_Required actions_.
**1)** Please retype the passage of the Creedmoor schools article from "The two new" to "parcel at Creedmoor." word for word.
**2)** According to the Creedmoor schools article, when will the educational campus be completed?

_Supplied text_.
══════
With all but one of the old buildings on the property razed, construction of three schools on 32 acres of the 350-acre Creedmoor Psychiatric Center campus by the city School Construction Authority is scheduled to start next month.

The city Board of Education plans to build three schools, an outdoor playground and 250 parking places on a 32.7-acre plot of Creedmoor.

The Glen Oaks school campus is at 78-70 Grand Central Parkway North, on a block bounded by Grand Central Parkway to the north, Commonwealth Boulevard to the east, Union Turnpike to the south and the Cross Island Parkway to the west.

The two new elementary schools and one high school will house more than 2,800 students and alleviate some of the severe overcrowding that plagues city schools in northeast and southeast Queens. The schools will occupy slightly more than 19 acres on the 32.7-acre parcel at Creedmoor.

“Two buildings were removed over the last six months,” said Deborah Wetzel, a spokeswoman for the School Construction Authority. “A third building at the south end of the property will stay until 2003 and then it will come down.”

She said the construction will start in the beginning of June and the educational campus will be completed in the summer of 2003. Right now, she said, there is not any activity on the site while the contractors get their permits.
══════
_Data section_.
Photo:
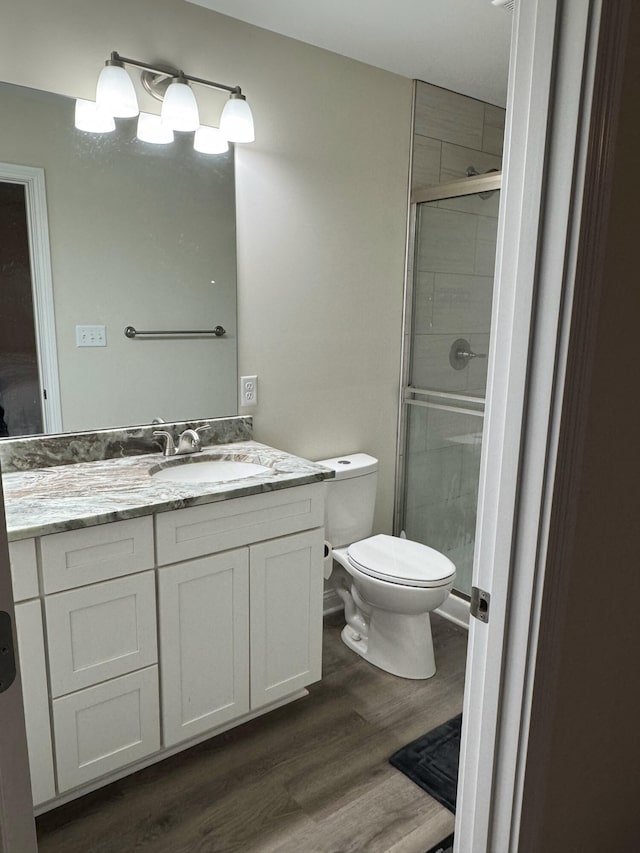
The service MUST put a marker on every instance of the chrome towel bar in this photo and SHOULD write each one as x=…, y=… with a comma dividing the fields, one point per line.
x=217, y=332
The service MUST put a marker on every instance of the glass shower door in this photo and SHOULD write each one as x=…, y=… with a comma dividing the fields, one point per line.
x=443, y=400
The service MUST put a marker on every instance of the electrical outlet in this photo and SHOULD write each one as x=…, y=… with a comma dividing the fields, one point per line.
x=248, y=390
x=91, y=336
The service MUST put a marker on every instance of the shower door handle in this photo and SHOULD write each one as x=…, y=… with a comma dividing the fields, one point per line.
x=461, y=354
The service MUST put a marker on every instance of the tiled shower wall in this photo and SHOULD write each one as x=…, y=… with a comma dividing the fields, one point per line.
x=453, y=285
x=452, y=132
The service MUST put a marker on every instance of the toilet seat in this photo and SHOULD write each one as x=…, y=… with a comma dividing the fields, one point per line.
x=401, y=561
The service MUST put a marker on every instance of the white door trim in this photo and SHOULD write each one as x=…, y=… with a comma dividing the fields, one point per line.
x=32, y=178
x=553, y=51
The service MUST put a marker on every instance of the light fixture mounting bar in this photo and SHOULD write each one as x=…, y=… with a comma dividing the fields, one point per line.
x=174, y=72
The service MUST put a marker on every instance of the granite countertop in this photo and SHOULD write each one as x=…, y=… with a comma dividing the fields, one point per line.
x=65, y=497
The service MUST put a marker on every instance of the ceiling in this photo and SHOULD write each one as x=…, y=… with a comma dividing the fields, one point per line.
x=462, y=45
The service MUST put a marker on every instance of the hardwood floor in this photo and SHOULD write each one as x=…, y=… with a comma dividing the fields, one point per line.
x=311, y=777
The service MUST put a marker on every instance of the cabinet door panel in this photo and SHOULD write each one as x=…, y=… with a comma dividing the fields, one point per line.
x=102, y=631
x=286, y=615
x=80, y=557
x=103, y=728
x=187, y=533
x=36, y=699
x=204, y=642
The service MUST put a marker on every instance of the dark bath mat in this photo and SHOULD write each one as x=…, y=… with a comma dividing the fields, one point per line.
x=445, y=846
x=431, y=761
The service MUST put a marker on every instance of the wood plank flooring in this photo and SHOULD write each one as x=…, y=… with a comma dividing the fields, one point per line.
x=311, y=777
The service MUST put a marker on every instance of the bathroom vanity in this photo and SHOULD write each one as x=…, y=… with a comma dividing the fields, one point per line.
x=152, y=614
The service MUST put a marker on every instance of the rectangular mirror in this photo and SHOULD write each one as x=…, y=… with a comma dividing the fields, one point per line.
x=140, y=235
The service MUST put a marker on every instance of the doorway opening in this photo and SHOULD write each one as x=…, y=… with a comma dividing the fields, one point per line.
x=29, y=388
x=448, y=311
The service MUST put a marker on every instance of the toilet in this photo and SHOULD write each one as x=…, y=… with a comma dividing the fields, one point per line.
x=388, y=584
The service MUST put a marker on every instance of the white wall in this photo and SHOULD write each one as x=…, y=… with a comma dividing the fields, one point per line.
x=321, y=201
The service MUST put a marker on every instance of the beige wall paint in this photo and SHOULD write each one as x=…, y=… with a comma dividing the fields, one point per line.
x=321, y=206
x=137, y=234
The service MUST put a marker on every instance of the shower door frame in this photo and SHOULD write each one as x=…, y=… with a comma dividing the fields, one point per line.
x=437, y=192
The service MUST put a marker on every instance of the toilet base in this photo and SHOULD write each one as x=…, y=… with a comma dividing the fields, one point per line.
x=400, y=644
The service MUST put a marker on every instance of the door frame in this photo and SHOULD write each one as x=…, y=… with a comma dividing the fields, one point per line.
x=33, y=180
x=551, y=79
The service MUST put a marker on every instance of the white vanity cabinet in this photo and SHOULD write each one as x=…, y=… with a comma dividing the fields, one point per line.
══════
_Solution list_.
**1)**
The two new elementary schools and one high school will house more than 2,800 students and alleviate some of the severe overcrowding that plagues city schools in northeast and southeast Queens. The schools will occupy slightly more than 19 acres on the 32.7-acre parcel at Creedmoor.

**2)** In the summer of 2003.